TASK DESCRIPTION
Nothing but the text of the records belongs in your answer: repeat all of it exactly and leave out the images.

DATA TO USE
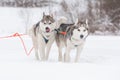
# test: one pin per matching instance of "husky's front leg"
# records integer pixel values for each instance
(49, 44)
(79, 50)
(41, 48)
(67, 54)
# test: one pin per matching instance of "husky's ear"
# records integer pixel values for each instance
(76, 22)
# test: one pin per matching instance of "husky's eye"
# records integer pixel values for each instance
(84, 30)
(78, 29)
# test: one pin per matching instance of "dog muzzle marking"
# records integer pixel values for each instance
(46, 40)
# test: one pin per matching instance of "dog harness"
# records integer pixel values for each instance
(46, 40)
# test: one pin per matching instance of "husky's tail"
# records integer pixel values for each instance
(62, 20)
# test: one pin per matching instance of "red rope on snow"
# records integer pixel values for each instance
(22, 41)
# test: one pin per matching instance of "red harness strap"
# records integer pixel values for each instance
(64, 33)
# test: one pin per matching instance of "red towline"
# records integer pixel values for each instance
(21, 40)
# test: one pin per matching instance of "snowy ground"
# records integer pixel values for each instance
(100, 60)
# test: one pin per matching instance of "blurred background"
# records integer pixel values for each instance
(19, 15)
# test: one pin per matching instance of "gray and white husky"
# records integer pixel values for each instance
(43, 36)
(75, 38)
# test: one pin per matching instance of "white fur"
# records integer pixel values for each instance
(41, 48)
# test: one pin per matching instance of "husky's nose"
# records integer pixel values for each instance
(81, 36)
(47, 29)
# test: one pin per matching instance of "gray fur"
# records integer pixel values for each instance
(65, 40)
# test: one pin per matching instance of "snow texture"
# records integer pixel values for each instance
(100, 58)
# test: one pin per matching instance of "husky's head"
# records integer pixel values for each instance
(47, 23)
(80, 30)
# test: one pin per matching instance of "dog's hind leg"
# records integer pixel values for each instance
(79, 50)
(48, 49)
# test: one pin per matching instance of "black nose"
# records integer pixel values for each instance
(81, 36)
(47, 28)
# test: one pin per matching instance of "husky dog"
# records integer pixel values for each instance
(43, 36)
(75, 37)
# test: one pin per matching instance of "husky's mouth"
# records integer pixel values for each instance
(47, 29)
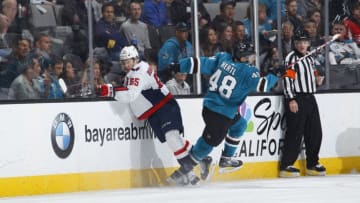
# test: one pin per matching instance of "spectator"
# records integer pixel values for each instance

RESULT FOR THIS EXERCISE
# test: one pin per matching instance of "husky's front leg"
# records integer pixel values for each instance
(49, 44)
(79, 50)
(41, 48)
(67, 54)
# test: one pin per matching instance of "husky's ear"
# records integer pixel values for each instance
(76, 22)
# test: one pin per matching instance of "husky's eye"
# records integer pixel values for each instance
(84, 30)
(78, 29)
# test: one pin per matching instance of "dog muzzle marking"
# records integer pixel values for each instance
(46, 40)
# test: one pin per matching instance of "dog harness"
# records integer pixel values for each instance
(46, 40)
# test: one pin per matching instance of "husky's tail"
# records integer pixel values for each instance
(62, 20)
# test: one pin per matching instance of "red rope on snow"
# records integer pixel values for each instance
(22, 41)
# test: one pin per matching instance of "red harness strap"
# records integer pixel values for each instance
(64, 33)
# test: one pin per matching instance of "red towline"
# records integer pixel values for each instance
(21, 40)
# test: one pin per matching instance of "snowy ground"
# records integer pixel values for each instance
(100, 60)
# test: one pin per matching instance of "blurred background"
# records integer pixel values for each instance
(19, 15)
# test: one pin per matching instance of "gray and white husky"
# records integer pixel values for each instance
(43, 36)
(75, 38)
# test: one pin per matching instance of "white fur"
# records integer pixel values for each instance
(41, 48)
# test: one pin per matching instance of "husky's nose"
# records integer pixel values for each instance
(81, 36)
(47, 29)
# test: one pin per matching instance of "gray fur"
# records integer pixel values for each instance
(65, 40)
# test: one pin per matching instance of "snow texture"
# records integer pixel values for each instance
(100, 58)
# test: one pin per matching instance of "husky's head"
# records integer pixel values for each instance
(47, 23)
(80, 30)
# test: one pin per matching instance of "dog's hind leg"
# records integer pixel values for each instance
(79, 50)
(48, 49)
# test: one pin per matching instance of "black nose"
# records integer pixel values for each instance
(81, 36)
(47, 28)
# test: one pin per matching instance of "husky dog"
# records integer pixel values for each instance
(43, 36)
(75, 37)
# test: one pin per matching instance of "husky's mouth"
# records integer pixel values for each instance
(47, 29)
# test: one pin per matching instance of "spectator"
# records integer pixel values for each instance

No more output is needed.